[INSTRUCTIONS TO FOLLOW] Set down exactly, and only, the lines from the one with "Category: green grass lawn" to the final line of the entries, both included.

[DATA SECTION]
⁂
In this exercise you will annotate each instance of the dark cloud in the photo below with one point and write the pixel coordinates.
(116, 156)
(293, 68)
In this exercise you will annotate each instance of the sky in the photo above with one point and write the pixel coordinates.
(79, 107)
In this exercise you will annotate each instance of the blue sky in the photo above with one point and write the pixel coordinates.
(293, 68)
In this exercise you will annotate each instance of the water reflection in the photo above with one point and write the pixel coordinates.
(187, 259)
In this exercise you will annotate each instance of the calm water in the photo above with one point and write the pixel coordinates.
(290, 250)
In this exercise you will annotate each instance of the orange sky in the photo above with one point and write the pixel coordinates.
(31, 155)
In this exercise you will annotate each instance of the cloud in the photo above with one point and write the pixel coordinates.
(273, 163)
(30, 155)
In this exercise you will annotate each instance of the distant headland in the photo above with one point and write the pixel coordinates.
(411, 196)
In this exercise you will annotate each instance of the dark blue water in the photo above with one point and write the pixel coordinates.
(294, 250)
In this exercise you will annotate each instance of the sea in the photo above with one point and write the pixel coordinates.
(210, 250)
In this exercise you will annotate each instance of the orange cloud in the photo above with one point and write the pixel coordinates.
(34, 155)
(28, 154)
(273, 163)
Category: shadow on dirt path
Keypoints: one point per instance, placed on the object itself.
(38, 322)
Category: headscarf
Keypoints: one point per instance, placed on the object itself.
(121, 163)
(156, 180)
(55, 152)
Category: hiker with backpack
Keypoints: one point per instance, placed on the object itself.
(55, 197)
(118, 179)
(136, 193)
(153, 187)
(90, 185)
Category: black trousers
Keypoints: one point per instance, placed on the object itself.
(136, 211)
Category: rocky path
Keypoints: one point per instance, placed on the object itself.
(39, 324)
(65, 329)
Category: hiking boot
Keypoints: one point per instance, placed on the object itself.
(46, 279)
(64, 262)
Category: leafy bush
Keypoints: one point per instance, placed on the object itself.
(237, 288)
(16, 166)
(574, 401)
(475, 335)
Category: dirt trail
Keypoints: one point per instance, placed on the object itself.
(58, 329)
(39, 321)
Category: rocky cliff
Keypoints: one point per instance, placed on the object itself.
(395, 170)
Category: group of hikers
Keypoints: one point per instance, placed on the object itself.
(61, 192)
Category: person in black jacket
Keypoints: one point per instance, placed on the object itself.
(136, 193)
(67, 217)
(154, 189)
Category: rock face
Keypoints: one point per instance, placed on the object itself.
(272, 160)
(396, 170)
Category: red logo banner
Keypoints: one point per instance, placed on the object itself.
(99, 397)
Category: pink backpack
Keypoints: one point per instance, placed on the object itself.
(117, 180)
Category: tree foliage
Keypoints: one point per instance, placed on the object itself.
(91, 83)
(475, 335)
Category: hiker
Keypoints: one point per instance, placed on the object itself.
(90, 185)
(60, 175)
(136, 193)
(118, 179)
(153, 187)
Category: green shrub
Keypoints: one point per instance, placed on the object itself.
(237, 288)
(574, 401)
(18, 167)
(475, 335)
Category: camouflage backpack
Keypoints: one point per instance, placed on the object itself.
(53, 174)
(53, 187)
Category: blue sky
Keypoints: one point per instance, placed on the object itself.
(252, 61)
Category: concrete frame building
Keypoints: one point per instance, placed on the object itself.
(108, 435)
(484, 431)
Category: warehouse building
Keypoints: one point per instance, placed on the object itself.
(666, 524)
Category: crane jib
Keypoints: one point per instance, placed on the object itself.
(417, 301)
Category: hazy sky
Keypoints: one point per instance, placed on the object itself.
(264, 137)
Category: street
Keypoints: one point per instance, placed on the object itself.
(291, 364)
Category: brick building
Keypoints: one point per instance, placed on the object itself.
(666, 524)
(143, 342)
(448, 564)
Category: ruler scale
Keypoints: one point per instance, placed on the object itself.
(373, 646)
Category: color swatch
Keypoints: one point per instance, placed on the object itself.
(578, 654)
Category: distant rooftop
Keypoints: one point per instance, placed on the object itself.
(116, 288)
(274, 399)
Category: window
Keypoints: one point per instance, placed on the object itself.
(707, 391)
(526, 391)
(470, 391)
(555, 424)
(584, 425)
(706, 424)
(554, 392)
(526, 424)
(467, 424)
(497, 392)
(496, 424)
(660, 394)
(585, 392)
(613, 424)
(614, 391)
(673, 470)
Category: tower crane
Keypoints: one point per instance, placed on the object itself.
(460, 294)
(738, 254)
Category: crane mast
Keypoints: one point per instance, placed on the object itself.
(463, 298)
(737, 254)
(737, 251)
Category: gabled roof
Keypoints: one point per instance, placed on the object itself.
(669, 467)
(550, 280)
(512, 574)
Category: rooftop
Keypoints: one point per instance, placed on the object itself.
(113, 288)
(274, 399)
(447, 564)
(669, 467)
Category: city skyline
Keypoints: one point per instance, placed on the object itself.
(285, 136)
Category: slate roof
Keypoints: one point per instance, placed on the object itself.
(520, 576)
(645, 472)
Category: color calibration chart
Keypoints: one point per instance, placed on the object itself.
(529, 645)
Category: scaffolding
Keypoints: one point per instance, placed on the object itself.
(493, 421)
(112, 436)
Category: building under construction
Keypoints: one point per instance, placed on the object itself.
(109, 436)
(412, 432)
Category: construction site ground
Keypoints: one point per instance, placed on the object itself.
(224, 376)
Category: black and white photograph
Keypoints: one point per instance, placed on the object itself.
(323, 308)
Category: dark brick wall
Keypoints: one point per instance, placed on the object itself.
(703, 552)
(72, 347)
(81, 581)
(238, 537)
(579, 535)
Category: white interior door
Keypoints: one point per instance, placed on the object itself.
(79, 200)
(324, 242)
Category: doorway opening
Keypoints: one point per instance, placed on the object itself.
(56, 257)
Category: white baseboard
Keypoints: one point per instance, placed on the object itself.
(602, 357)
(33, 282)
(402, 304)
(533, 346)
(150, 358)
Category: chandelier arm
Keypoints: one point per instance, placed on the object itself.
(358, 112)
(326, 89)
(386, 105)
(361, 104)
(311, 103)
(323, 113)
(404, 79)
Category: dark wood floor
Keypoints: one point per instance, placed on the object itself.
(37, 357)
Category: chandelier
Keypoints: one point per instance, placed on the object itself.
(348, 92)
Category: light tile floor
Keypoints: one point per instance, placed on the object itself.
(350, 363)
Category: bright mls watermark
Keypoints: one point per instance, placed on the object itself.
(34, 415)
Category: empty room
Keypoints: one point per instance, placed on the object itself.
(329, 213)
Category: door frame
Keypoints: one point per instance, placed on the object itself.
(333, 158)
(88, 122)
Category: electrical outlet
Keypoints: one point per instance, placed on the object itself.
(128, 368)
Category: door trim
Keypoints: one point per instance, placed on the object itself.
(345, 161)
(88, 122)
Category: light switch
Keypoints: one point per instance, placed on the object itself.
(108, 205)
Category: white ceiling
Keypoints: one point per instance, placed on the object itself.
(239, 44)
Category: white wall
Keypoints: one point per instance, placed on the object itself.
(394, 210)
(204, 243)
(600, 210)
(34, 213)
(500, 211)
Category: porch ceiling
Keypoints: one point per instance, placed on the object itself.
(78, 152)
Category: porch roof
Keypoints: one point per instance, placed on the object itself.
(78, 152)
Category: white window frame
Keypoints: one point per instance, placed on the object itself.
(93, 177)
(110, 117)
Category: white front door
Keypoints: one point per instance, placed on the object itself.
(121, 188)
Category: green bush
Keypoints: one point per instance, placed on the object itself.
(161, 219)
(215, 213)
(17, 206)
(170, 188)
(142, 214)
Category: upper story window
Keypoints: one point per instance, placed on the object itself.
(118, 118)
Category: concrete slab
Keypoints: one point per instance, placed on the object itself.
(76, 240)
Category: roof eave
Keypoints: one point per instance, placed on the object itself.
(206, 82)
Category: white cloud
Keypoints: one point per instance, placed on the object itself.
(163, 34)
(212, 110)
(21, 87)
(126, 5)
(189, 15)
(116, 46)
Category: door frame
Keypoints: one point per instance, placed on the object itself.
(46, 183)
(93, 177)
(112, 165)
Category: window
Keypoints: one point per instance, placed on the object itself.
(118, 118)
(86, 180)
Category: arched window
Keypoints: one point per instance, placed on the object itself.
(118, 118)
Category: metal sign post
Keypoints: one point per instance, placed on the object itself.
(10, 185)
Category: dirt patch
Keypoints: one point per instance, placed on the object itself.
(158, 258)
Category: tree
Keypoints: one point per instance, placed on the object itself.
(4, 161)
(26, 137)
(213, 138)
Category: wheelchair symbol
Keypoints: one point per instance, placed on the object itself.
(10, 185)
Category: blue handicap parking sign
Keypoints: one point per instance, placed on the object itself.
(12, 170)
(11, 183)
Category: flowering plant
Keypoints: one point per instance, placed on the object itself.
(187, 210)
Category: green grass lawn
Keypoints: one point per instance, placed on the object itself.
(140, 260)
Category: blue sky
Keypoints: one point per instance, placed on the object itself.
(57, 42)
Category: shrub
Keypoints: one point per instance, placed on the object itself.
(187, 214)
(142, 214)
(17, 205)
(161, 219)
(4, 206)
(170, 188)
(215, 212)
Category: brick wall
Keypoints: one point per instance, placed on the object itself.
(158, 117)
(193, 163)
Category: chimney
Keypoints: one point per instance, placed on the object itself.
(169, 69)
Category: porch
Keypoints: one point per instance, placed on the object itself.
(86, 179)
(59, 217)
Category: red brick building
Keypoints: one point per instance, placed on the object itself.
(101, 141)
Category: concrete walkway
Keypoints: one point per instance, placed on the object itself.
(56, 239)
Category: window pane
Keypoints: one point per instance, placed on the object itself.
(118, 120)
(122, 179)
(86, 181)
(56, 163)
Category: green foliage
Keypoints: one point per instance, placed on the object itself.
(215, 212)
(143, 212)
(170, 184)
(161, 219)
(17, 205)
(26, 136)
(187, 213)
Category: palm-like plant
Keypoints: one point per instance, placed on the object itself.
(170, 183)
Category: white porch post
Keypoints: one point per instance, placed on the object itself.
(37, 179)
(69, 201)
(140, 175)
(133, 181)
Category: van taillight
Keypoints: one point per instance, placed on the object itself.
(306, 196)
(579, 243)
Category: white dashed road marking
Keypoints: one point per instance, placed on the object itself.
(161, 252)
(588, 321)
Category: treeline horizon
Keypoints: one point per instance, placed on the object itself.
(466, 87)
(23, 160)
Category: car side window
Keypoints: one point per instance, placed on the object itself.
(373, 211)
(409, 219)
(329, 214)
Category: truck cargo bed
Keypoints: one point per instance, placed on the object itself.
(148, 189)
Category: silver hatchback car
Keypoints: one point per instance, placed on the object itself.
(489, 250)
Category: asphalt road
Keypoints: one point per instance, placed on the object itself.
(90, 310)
⁂
[SOLUTION TO THIS PROBLEM]
Category: green grass lawn
Keypoints: one point per instance, placed on the object itself.
(140, 260)
Category: blue sky
Keypoints: one point per instance, placed on the object itself.
(57, 42)
Category: shrub
Keypoints: one point per instance, placed on the object itself.
(187, 214)
(142, 214)
(17, 205)
(161, 219)
(4, 206)
(170, 188)
(215, 212)
Category: brick wall
Keypoints: one point per instance, placed on the object itself.
(158, 117)
(193, 163)
Category: chimney
Keypoints: one point per instance, placed on the object itself.
(169, 69)
Category: porch
Keypoints: one point per instance, placed on the object itself.
(86, 179)
(59, 217)
Category: red brick building
Keypoints: one point per instance, placed on the object itself.
(101, 141)
Category: concrete walkway
Keypoints: one point per instance, placed on the object itself.
(56, 239)
Category: window pane
Keypoints: one point per instance, placed on the object itself.
(118, 120)
(122, 179)
(86, 181)
(56, 163)
Category: green foliage
Keypoints: one point per instance, placed on the object itself.
(215, 212)
(143, 212)
(170, 184)
(161, 219)
(17, 205)
(26, 136)
(187, 213)
Category: palm-like plant
Keypoints: one point per instance, placed on the object itself.
(170, 183)
Category: white porch post
Keypoints: one point per instance, placed on the object itself.
(37, 179)
(69, 201)
(140, 175)
(133, 181)
Category: van taillight
Keypoints: one point per instance, placed on the object itself.
(306, 196)
(579, 243)
Category: white dashed road marking
Keypoints: one point per instance, placed on the object itself.
(161, 252)
(588, 321)
Category: treeline horizon
Keypoints: one point per instance, placed on the object itself.
(466, 87)
(23, 160)
Category: car side window
Keypoints: one point per instance, placed on the object itself.
(373, 211)
(409, 219)
(329, 214)
Category: truck cargo bed
Keypoints: one point per instance, placed on the object itself.
(148, 189)
Category: silver hatchback car
Keypoints: one point per instance, placed on the object itself.
(489, 250)
Category: asphalt road
Keypoints: one point per instance, placed on the object itself.
(90, 310)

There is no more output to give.